#### [Task brief]
Could you copy every line of the records below, requests included, with each coordinate in the answers raised by 50?

#### [Information provided]
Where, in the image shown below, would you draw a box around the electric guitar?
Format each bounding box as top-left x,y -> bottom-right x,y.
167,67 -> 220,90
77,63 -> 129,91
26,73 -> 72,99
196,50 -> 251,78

#### [Answer to this problem]
Where, in the image shown below, would you draw a box around the electric guitar?
Format each bounding box as top-left x,y -> bottom-right x,y.
217,117 -> 270,140
127,113 -> 179,141
76,123 -> 122,149
246,100 -> 301,128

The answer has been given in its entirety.